◆ Exercise goal:
Locate every line in the items that contains the string "girl", and copy each of those lines.

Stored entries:
= = = =

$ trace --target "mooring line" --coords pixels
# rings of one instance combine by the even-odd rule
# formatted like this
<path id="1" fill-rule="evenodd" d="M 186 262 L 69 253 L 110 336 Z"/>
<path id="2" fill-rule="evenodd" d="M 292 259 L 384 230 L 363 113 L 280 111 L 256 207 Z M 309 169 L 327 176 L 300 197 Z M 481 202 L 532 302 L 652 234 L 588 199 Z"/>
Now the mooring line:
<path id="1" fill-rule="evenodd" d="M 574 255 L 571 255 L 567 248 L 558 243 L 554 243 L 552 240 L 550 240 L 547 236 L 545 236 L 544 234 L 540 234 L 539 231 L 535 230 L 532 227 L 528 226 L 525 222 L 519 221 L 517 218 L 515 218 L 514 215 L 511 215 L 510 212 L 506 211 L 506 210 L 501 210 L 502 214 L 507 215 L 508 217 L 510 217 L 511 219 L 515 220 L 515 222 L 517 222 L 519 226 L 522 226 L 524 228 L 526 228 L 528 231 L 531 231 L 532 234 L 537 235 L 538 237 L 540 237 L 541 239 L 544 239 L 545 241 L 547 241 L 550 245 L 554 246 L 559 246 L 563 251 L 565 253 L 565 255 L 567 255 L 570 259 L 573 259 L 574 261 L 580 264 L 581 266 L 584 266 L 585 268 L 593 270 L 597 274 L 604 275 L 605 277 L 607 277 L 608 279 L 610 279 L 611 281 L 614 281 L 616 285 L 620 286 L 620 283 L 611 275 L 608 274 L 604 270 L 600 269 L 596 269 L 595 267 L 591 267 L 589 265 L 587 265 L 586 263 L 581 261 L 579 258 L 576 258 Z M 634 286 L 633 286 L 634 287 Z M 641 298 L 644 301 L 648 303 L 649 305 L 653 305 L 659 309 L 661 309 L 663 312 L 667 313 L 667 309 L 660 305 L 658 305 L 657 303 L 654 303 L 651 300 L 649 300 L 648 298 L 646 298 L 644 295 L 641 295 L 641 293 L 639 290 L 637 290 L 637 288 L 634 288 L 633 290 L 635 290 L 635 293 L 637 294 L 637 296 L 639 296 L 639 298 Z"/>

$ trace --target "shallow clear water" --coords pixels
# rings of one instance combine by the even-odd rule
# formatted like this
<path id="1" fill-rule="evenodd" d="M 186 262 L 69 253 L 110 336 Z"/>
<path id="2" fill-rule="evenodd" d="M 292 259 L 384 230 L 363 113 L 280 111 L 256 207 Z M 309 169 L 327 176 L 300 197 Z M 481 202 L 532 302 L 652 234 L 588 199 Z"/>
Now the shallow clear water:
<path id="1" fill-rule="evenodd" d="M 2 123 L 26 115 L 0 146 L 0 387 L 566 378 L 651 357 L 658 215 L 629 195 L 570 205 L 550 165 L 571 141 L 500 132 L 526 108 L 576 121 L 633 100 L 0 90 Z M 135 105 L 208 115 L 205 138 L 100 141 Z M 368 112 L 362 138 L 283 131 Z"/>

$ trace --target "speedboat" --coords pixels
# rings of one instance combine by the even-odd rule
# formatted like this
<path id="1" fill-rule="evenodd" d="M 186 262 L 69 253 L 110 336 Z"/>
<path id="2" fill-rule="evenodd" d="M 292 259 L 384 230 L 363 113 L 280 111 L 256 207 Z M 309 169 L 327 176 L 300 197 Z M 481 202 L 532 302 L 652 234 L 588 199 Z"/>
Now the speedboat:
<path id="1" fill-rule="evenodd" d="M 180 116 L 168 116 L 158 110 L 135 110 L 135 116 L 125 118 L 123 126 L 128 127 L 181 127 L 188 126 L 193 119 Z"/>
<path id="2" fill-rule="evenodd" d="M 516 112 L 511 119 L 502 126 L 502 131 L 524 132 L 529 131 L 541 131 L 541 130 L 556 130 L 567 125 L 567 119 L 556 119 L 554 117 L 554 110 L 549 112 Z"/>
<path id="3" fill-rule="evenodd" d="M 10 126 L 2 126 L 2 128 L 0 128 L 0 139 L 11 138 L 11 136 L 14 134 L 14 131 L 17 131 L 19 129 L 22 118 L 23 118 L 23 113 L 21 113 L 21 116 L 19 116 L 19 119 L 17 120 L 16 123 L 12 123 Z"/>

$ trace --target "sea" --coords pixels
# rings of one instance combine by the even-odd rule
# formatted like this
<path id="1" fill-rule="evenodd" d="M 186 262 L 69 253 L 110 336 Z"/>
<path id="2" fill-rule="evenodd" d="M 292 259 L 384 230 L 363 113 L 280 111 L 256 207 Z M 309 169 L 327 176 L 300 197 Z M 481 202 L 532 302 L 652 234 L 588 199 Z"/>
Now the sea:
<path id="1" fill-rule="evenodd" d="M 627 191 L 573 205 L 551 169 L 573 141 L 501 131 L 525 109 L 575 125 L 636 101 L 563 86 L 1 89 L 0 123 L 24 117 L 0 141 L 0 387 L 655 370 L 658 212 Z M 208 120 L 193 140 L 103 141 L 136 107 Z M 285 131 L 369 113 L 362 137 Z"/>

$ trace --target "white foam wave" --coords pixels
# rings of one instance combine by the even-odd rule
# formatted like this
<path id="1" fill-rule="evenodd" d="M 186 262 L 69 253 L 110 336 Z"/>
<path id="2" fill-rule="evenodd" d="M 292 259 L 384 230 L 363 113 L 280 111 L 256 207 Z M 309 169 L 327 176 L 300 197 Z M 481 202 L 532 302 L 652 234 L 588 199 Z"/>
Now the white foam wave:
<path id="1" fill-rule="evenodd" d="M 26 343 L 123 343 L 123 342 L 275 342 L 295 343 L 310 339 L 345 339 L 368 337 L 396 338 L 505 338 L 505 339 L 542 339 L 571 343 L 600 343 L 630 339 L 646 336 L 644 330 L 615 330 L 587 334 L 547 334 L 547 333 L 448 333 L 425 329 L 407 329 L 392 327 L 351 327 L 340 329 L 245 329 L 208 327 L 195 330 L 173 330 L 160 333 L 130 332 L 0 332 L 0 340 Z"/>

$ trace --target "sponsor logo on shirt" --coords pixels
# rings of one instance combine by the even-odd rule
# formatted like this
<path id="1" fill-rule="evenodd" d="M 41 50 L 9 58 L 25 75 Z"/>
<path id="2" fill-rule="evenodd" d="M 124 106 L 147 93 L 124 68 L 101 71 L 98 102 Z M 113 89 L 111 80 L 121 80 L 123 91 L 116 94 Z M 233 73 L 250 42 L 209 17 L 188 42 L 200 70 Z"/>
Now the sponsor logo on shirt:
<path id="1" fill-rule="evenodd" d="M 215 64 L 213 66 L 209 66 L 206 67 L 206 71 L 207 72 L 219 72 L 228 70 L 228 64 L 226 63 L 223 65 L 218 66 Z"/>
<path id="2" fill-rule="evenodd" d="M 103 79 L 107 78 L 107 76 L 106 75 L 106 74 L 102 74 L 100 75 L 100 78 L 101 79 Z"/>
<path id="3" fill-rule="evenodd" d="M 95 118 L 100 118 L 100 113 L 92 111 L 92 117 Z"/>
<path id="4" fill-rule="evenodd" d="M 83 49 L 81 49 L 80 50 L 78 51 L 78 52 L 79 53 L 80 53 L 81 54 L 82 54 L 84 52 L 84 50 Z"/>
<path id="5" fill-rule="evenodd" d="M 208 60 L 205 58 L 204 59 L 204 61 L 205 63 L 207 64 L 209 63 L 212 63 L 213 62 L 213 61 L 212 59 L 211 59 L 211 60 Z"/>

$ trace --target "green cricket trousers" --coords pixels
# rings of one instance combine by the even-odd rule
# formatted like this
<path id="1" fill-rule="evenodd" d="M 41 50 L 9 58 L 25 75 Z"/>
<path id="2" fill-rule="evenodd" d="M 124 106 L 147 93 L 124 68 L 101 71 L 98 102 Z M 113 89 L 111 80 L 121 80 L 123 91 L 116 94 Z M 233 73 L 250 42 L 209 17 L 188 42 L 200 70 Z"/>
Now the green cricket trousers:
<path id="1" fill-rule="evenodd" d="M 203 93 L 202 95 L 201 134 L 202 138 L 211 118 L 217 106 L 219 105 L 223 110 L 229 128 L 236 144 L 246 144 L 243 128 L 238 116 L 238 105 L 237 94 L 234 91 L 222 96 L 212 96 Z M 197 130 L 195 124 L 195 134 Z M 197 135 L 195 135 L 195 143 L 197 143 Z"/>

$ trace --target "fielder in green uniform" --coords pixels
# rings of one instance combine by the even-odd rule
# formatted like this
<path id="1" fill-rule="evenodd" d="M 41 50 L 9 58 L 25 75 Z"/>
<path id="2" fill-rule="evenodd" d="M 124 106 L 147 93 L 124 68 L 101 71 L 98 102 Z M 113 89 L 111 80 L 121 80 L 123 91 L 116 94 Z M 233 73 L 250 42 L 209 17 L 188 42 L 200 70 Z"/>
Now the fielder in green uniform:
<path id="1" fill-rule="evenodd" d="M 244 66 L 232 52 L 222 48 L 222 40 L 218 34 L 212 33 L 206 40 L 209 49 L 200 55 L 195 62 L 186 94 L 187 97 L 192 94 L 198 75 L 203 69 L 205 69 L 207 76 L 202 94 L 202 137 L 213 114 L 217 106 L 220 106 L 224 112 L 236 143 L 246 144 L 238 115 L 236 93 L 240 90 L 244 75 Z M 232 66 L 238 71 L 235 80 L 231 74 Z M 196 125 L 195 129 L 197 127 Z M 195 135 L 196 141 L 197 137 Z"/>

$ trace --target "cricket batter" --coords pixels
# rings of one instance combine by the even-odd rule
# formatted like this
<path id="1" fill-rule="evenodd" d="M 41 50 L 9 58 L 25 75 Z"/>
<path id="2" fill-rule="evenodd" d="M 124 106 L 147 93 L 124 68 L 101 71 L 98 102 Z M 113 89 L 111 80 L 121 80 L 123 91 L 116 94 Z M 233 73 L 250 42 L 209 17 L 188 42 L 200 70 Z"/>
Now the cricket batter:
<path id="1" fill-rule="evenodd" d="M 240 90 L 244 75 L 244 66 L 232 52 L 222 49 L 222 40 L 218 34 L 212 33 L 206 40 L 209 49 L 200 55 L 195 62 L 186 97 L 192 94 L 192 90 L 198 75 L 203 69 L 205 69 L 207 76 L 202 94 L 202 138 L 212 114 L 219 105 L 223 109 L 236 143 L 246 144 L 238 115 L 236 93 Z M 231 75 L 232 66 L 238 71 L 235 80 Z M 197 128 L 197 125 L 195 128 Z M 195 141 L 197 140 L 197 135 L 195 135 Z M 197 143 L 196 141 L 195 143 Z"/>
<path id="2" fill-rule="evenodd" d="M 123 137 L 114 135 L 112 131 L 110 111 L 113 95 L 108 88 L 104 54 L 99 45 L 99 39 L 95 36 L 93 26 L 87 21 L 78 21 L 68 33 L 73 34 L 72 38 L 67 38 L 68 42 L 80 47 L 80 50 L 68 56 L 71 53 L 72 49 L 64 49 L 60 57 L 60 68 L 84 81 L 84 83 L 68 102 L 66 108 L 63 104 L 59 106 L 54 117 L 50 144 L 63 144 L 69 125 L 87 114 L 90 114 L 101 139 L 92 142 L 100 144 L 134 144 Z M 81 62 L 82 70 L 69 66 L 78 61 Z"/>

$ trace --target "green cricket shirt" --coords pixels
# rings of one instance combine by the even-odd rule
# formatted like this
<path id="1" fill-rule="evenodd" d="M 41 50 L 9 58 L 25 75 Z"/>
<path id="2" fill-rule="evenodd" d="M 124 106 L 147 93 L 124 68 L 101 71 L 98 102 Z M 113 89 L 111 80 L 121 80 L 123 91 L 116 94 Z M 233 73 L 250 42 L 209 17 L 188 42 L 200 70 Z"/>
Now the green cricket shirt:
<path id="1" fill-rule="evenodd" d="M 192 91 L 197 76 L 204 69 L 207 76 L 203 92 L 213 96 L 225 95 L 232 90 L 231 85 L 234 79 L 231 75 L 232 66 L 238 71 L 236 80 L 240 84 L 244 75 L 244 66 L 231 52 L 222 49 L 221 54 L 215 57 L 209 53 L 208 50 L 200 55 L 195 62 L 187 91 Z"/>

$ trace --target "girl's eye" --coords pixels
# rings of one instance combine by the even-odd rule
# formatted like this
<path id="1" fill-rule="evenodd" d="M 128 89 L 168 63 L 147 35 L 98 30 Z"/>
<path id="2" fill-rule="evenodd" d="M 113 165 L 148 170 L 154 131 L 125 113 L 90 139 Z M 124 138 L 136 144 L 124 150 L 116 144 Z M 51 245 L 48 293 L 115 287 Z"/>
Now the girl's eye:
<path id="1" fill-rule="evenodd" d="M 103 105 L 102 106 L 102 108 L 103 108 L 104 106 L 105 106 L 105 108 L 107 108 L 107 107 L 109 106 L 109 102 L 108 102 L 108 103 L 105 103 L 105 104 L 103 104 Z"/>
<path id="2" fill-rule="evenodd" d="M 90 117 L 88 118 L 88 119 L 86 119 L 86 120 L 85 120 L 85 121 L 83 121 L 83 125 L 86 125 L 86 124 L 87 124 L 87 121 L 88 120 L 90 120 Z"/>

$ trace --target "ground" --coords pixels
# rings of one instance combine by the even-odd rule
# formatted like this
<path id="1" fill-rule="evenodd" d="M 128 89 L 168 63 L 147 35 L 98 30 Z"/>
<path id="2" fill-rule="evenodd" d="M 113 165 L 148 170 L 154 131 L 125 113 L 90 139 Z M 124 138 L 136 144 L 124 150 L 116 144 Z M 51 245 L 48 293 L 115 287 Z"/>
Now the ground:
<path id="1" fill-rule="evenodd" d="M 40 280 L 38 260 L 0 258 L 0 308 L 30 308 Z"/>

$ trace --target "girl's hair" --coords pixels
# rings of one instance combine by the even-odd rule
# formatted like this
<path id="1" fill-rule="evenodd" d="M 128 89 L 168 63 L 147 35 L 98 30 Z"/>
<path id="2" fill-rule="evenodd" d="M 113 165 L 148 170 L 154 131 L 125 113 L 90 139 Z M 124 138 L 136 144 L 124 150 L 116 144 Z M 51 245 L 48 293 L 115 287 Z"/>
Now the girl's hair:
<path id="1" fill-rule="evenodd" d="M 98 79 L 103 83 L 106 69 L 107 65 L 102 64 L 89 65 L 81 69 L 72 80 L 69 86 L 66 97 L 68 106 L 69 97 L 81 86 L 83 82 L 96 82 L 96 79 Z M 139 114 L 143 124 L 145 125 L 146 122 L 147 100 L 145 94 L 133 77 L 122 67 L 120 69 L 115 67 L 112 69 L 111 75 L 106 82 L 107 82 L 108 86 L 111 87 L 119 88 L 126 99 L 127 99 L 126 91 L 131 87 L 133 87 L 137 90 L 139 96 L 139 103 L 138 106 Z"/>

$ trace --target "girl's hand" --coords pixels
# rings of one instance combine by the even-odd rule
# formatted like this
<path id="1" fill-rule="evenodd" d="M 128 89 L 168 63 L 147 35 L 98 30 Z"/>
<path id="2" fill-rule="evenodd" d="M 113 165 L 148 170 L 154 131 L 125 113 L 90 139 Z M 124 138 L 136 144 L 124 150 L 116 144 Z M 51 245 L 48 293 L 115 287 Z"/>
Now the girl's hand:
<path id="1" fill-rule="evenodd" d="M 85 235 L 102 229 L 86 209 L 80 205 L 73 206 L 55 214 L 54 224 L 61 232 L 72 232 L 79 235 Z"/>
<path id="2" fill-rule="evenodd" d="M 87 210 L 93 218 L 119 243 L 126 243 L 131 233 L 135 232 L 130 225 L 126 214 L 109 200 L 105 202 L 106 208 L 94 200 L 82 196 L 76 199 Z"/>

= = = =

◆ Solution:
$ trace --target "girl's eye" --coords pixels
Now the girl's eye:
$ trace --target "girl's hair" --coords pixels
Now the girl's hair:
$ trace --target "girl's hand" --coords pixels
Now the girl's hand:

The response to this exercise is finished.